## What needs to be done:
Locate every line in the records below that holds the word "knife" and return each one.

## Supplied information:
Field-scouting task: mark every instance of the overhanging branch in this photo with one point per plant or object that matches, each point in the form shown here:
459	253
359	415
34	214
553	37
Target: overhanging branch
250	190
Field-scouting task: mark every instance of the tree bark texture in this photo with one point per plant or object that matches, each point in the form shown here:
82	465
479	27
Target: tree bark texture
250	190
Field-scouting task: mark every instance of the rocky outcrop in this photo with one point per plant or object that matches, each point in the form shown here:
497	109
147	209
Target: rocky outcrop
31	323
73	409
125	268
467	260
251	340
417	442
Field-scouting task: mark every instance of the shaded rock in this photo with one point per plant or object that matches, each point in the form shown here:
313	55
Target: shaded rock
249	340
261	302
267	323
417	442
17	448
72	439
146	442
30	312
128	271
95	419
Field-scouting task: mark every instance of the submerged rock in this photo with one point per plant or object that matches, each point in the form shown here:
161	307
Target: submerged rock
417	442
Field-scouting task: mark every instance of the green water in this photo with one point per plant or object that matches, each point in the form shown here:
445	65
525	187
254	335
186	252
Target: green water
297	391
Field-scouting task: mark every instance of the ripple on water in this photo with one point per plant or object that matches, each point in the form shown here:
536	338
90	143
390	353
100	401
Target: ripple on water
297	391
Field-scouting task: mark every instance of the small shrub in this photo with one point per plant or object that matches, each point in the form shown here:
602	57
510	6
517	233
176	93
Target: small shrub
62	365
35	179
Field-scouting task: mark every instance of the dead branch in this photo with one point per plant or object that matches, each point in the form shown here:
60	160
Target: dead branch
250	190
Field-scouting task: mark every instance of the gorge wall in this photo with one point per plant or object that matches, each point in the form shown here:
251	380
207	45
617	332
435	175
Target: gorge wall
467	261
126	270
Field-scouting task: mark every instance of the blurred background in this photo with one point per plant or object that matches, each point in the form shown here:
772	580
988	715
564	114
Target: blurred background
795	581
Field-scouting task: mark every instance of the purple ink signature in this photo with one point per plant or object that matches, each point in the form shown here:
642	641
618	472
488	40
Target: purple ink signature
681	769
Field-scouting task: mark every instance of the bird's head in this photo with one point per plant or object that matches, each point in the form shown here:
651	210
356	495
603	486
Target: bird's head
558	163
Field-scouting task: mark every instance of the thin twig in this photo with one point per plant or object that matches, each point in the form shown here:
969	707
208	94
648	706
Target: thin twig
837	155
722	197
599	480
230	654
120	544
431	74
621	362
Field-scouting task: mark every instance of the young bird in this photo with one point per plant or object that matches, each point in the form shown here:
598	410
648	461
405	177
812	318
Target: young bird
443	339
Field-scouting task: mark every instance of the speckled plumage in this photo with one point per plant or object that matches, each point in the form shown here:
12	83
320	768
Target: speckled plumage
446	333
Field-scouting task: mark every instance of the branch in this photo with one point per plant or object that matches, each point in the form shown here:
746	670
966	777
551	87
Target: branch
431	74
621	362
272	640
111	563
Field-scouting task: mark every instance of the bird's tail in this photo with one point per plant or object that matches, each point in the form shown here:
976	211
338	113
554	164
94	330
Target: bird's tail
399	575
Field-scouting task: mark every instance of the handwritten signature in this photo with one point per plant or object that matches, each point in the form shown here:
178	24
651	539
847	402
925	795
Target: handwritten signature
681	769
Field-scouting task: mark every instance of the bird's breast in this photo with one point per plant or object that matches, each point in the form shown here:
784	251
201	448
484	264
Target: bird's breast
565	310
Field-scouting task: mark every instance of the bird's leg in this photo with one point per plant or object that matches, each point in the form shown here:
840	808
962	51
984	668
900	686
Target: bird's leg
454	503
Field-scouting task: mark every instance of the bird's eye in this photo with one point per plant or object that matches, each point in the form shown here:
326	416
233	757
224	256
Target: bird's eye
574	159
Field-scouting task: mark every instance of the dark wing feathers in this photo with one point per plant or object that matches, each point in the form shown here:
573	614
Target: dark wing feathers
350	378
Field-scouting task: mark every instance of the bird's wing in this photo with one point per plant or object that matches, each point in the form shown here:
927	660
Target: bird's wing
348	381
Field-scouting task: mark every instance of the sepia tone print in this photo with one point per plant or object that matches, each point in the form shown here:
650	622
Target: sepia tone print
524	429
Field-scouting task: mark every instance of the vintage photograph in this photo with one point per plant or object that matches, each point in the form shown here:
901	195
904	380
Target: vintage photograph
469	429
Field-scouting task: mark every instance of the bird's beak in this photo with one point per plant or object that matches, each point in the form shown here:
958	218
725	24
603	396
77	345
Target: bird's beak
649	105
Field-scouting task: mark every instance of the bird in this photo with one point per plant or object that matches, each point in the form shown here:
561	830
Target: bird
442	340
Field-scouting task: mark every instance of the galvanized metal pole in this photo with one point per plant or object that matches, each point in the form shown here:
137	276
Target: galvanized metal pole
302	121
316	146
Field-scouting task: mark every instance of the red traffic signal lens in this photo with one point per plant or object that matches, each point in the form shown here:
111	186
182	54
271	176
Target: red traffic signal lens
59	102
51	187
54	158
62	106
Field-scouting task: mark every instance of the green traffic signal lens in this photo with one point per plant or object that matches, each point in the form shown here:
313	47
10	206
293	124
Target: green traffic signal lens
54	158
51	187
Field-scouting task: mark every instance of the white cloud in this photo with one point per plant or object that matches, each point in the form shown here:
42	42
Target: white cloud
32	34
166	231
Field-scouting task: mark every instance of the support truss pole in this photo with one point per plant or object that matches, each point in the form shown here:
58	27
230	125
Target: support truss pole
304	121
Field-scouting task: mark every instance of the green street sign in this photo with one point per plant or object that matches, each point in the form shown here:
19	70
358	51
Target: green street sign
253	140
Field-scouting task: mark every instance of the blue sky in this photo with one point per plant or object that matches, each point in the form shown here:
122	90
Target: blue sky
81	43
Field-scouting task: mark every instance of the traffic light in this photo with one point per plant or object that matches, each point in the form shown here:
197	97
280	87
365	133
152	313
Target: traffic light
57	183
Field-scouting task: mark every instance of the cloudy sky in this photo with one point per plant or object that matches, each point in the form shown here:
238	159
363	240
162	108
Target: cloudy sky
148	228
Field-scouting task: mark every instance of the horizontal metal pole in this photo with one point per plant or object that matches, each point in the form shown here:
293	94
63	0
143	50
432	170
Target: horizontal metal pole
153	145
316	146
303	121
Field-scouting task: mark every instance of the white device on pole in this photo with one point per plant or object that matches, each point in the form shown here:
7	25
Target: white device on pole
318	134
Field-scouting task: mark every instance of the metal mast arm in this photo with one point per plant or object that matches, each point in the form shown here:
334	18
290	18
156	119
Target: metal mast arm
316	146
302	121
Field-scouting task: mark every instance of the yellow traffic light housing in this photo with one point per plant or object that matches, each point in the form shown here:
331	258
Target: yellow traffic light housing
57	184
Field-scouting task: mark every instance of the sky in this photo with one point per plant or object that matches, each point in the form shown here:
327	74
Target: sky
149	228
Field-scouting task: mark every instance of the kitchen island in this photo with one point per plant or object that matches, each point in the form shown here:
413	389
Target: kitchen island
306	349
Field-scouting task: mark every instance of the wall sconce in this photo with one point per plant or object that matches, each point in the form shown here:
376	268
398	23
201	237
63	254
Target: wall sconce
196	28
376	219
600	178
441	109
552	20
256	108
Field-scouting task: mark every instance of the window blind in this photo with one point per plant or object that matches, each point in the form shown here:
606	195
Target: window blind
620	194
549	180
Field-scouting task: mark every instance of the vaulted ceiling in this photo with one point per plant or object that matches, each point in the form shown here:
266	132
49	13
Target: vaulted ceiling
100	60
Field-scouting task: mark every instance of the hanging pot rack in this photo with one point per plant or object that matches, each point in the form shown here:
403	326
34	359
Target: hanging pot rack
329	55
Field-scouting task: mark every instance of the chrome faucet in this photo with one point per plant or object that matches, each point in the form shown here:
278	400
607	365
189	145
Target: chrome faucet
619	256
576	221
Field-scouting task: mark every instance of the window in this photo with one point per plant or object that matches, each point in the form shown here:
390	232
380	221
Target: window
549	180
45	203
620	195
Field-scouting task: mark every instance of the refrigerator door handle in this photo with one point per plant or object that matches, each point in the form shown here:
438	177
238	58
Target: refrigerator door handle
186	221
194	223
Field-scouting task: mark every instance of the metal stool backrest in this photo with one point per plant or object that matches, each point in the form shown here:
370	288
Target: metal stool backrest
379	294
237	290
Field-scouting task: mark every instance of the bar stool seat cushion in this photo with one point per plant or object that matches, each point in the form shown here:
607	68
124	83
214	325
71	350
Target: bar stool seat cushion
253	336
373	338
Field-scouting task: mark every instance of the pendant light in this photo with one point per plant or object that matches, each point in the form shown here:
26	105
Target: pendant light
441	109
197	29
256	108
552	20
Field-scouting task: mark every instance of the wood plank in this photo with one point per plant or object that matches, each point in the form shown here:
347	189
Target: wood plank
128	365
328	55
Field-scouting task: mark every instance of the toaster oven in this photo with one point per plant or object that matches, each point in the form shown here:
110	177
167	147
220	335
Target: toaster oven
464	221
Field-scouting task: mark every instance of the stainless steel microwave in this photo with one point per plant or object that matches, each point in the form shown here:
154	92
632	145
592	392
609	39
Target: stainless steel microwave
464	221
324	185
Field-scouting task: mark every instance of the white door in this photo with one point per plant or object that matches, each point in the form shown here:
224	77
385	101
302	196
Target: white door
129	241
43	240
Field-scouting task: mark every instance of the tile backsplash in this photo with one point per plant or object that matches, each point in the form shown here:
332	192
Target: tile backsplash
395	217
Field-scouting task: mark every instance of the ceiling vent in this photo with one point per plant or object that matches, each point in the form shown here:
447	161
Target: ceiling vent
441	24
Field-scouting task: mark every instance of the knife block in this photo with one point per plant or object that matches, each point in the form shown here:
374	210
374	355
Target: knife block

## Output of the task:
Field-scouting task: mark every instance of the knife block in this photo with one point per plant or object that matches, each point in the form shown here:
Target: knife block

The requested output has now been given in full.